TASK BRIEF: Copy only the lines from the one containing "[mark] the door frame" through the end of the records, swapping "doorway" for "entryway" and leaving everything else unchanged. Don't include the pictures.

SUPPLIED MATERIAL:
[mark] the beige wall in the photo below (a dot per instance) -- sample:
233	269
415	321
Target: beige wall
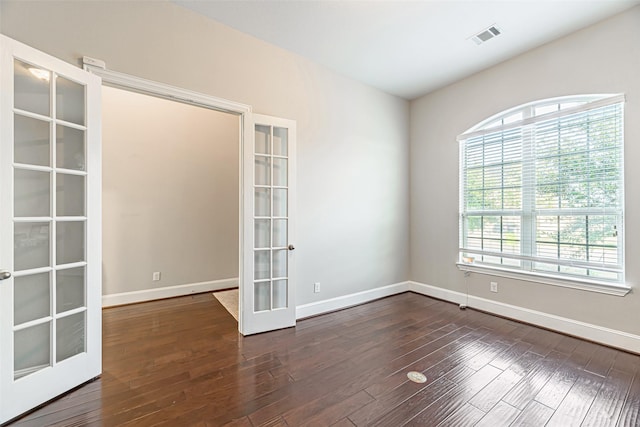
170	192
604	58
353	140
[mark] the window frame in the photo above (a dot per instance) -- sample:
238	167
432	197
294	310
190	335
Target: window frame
524	118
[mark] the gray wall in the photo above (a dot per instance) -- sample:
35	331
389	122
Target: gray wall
353	162
170	192
603	58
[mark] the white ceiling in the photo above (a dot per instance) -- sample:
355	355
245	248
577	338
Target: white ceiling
406	48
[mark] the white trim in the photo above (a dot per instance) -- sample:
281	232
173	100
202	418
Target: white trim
138	84
167	292
588	331
590	105
547	279
346	301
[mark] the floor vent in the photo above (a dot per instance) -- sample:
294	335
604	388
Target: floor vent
486	35
417	377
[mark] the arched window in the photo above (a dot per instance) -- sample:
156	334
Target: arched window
542	190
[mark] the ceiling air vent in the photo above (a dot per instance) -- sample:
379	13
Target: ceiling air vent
486	35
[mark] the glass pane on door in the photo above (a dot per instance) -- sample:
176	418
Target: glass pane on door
31	298
31	350
70	195
31	141
31	243
69	101
70	336
32	193
70	289
70	148
69	242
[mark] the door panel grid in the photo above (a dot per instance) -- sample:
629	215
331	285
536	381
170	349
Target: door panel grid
43	194
270	219
49	228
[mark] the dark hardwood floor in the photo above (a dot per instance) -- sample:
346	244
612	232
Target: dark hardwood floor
181	362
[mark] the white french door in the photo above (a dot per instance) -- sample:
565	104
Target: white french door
268	288
50	230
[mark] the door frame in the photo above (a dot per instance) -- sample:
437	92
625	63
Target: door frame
246	137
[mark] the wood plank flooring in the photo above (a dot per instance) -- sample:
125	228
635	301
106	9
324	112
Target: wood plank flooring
181	362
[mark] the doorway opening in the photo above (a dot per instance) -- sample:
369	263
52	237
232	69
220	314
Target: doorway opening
170	197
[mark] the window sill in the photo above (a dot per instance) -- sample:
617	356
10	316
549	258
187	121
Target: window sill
583	285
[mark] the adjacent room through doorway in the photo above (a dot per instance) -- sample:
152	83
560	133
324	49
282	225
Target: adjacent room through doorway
170	195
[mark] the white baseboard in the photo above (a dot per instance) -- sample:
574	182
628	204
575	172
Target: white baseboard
345	301
167	292
600	334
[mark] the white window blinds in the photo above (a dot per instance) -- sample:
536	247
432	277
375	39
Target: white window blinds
542	190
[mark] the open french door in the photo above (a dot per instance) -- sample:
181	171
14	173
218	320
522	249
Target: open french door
268	279
50	231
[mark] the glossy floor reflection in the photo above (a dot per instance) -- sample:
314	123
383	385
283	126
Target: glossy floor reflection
181	362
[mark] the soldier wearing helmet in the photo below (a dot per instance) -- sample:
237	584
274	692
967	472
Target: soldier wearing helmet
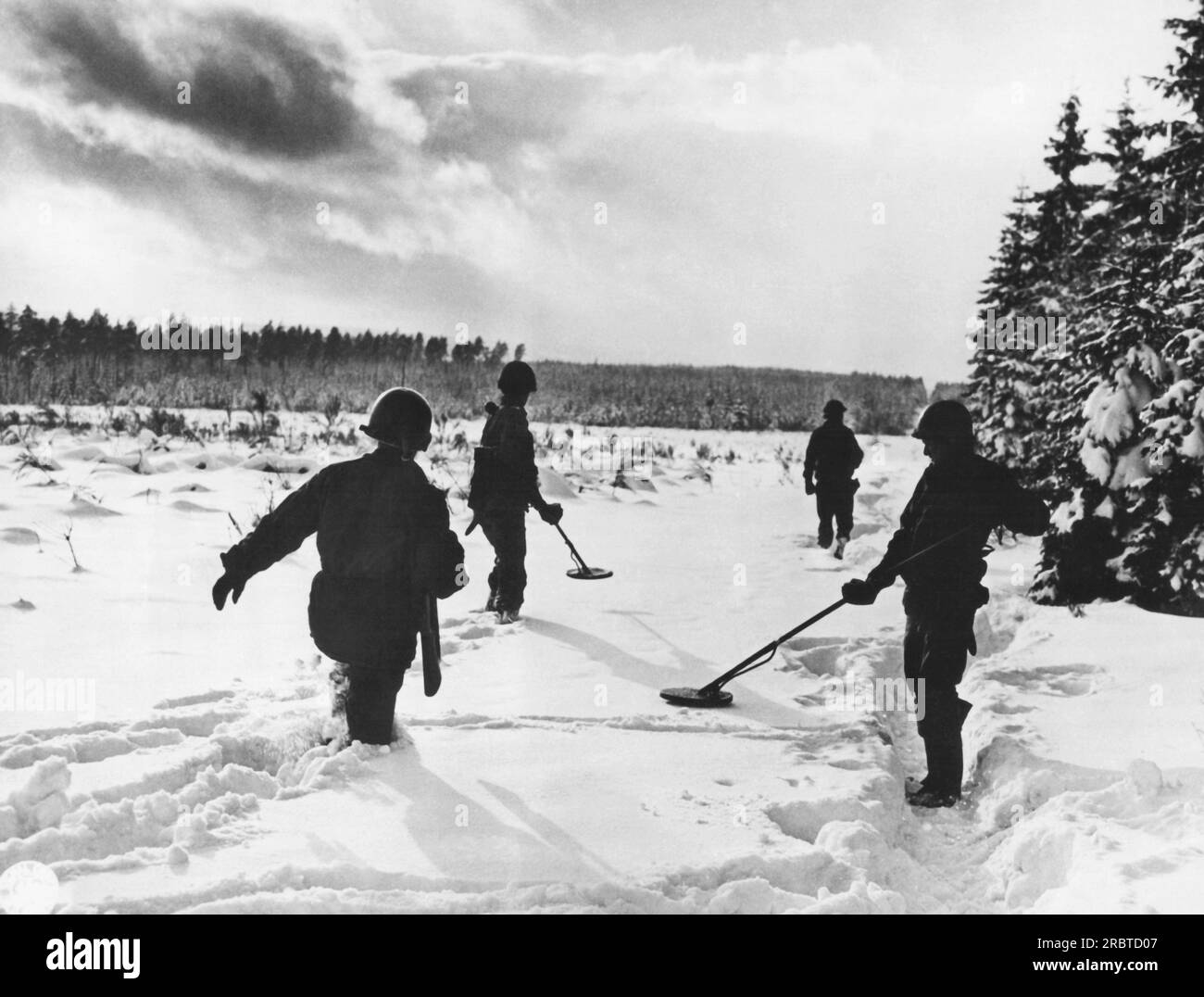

RESULT FOR THIS EXERCISE:
[mark] the door frame in the photo above (a dot per instance) -- sample:
437	92
625	63
Target: door frame
246	137
[mark] the wood plank flooring in the photo above (a dot per instance) -- sample:
125	228
635	301
106	9
324	112
Target: wood plank flooring
181	362
[mark] the entryway opening in the photo above (a dot per instance) -- sample:
369	263
52	237
232	69
220	314
Target: entryway opening
170	197
[mark] the window sill in the photo above (a dot per instance) -- sample:
617	356
10	316
549	258
187	121
Target: window sill
583	285
[mark] the adjacent room through entryway in the photo above (a dot per instance) -- sample:
152	83
560	133
324	49
282	225
Target: adjacent room through entryway
170	195
[mark] the white baseboard in the photo above (a dot per instance) -- sample:
574	182
628	204
575	172
Target: white baseboard
345	301
167	292
600	334
[mark] the white window blinds in the photo above (a dot per instance) -- sample:
536	247
432	277
375	39
Target: white window blinds
542	190
[mark] the open french door in the photo above (a dot per instance) -- sample:
181	171
14	173
218	320
522	249
Target: open french door
268	279
50	231
[mark] the glossy floor reflection in the photo above (a dot per instance) -- sample:
314	123
383	385
283	126
Target: glossy floor reflection
181	362
[mark] the soldier wearing helmet in the photo below (a dot per instance) -- sample:
237	584
274	692
967	472
Target: soldier wearing helmet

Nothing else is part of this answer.